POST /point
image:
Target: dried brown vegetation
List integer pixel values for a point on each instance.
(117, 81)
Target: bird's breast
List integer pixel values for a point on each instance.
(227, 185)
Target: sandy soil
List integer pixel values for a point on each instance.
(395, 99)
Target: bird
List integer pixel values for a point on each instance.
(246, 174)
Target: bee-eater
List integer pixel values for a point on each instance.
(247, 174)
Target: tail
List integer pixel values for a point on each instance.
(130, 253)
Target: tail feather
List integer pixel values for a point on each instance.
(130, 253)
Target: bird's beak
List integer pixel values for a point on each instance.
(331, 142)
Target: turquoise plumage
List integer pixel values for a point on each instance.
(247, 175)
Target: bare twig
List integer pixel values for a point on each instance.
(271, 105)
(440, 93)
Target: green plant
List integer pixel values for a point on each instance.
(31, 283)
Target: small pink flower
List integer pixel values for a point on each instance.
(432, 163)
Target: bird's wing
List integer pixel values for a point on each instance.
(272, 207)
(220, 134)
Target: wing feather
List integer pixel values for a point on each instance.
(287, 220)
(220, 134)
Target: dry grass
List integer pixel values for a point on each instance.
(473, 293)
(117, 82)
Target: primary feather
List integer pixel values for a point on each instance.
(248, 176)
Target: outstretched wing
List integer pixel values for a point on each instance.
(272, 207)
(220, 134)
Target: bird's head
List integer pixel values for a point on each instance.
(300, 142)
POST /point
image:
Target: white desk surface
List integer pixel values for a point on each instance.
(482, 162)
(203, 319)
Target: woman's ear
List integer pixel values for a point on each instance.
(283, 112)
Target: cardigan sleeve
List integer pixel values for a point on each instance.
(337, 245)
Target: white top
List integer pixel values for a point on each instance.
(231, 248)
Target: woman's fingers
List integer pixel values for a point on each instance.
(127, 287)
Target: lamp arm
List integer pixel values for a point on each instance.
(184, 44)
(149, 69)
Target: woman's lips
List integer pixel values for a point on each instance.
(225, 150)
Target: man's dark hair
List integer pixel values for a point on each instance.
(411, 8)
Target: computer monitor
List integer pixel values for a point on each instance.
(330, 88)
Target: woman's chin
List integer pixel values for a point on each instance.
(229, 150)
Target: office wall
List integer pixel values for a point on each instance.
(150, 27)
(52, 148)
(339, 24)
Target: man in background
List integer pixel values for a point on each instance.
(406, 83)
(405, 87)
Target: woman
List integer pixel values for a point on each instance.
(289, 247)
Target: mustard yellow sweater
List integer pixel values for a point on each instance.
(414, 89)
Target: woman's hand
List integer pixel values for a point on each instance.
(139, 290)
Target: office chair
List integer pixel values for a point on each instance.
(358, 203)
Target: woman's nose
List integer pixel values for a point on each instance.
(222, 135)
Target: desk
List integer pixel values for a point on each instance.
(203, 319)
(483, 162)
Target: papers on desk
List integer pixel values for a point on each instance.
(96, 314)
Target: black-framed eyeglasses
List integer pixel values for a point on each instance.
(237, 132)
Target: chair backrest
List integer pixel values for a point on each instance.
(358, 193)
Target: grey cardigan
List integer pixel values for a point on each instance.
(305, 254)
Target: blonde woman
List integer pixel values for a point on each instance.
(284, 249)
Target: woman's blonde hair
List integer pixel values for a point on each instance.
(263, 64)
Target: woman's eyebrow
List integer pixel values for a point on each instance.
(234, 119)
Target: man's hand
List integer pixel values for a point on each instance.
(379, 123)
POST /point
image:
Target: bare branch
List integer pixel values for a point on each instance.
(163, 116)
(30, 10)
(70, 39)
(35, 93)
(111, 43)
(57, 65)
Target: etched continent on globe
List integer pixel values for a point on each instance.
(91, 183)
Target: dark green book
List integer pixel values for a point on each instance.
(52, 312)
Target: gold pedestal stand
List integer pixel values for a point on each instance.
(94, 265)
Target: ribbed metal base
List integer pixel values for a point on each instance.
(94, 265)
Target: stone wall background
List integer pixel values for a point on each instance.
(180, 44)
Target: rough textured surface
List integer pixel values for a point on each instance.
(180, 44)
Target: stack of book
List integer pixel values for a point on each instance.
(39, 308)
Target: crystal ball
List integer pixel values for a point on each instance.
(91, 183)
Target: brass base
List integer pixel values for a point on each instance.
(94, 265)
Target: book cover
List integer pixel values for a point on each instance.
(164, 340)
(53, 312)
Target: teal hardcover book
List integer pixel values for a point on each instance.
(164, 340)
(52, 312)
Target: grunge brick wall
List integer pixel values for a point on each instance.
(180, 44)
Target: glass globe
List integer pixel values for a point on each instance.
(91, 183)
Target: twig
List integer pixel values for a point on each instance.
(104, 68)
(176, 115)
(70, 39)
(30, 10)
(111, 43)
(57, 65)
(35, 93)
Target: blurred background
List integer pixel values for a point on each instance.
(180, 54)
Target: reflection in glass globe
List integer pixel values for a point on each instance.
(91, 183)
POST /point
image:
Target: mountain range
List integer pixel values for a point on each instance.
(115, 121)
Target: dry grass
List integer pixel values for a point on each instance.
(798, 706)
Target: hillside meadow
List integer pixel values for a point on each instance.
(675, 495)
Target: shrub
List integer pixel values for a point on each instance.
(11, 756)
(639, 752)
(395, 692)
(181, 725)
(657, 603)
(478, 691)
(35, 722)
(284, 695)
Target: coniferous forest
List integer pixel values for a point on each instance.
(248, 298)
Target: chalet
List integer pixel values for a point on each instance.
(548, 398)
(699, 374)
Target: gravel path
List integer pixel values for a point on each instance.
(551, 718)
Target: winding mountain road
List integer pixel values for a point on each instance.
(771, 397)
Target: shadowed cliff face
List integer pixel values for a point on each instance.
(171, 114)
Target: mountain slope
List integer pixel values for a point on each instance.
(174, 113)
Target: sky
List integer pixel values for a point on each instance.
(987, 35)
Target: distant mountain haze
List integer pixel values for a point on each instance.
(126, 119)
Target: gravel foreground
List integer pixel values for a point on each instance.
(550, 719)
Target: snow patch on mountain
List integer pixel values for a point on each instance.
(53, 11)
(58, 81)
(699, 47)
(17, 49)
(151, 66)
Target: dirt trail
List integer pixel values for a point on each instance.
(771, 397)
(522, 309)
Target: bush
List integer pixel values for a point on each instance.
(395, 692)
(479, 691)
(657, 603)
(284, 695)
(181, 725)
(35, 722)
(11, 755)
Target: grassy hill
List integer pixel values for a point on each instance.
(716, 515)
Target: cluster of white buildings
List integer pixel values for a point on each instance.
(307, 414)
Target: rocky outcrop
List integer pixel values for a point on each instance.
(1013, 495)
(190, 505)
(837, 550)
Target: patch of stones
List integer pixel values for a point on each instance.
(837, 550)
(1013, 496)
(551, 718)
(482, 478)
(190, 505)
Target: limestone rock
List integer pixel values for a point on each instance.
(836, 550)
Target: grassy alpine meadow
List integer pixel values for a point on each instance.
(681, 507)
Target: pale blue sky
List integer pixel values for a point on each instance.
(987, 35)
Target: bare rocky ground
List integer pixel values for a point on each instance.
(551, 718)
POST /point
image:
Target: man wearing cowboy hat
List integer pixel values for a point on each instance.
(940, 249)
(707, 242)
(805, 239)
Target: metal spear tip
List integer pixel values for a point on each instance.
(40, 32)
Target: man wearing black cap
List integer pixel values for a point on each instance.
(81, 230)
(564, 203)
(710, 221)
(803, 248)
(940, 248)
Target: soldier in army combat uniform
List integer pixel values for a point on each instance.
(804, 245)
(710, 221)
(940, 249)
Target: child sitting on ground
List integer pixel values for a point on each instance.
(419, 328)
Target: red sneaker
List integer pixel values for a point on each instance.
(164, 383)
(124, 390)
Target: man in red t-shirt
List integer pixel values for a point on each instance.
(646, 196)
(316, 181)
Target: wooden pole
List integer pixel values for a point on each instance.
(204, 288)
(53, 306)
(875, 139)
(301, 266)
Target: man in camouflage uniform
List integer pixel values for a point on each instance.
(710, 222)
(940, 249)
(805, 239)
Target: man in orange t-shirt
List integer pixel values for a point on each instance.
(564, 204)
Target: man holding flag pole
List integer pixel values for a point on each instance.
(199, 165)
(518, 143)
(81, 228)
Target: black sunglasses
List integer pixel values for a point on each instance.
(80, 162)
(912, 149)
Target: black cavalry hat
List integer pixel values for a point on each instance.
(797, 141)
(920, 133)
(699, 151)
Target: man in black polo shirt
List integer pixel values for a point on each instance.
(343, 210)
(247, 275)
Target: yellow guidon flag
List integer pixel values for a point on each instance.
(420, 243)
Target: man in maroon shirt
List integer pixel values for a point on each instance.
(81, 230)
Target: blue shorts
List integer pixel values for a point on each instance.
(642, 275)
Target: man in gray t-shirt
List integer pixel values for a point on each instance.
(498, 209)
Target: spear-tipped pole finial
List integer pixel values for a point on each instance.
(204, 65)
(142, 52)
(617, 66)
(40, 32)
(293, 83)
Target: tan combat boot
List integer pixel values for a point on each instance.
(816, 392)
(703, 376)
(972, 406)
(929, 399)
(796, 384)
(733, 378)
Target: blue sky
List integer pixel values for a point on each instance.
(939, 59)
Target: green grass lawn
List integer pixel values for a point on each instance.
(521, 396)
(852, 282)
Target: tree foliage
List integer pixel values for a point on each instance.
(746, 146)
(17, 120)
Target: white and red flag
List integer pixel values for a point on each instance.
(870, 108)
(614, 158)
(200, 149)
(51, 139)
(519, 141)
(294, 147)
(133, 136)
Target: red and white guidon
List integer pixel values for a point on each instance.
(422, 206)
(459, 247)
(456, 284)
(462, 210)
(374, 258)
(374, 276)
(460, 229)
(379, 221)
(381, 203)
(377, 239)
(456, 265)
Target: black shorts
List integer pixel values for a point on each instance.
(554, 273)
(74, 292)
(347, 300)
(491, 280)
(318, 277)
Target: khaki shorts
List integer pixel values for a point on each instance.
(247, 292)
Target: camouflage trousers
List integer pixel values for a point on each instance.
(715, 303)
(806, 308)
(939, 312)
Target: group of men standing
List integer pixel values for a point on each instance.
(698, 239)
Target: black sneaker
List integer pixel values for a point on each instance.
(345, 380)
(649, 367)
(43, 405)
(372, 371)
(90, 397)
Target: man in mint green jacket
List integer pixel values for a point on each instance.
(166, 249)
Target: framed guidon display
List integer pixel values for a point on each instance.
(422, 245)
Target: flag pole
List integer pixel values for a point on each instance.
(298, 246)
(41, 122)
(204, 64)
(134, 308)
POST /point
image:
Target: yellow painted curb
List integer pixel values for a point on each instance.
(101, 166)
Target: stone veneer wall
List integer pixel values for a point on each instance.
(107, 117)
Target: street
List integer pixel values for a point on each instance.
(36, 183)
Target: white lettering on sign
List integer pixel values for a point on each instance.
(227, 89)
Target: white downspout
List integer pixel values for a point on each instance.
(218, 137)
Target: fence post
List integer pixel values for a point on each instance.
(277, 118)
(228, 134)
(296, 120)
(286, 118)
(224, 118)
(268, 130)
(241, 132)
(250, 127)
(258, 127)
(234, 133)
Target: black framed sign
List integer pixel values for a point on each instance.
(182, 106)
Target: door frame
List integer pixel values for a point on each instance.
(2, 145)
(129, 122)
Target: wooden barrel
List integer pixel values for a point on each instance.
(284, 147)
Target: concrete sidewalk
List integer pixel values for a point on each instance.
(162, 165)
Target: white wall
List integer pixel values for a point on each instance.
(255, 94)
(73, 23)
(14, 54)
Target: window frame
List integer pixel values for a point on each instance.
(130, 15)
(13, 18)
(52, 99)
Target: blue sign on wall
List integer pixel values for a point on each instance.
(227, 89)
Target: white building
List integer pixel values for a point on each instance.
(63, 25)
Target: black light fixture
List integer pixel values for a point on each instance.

########

Beginning at the line where "Target: concrete sidewalk" appears, extract each line through the end of the data above; keep them exact and include nothing else.

Task output –
Target: concrete sidewalk
List integer pixel values for a point on each instance.
(162, 165)
Target: white wall
List integer pixel values for a point on each instance.
(255, 94)
(73, 23)
(14, 54)
Target: window frame
List integer pixel values for a point on each instance.
(130, 15)
(13, 18)
(52, 99)
Target: blue sign on wall
List integer pixel values for a point on each instance.
(227, 89)
Target: white building
List integer pixel values for a point on each instance.
(63, 25)
Target: black light fixture
List integer pixel values for a point on each instance.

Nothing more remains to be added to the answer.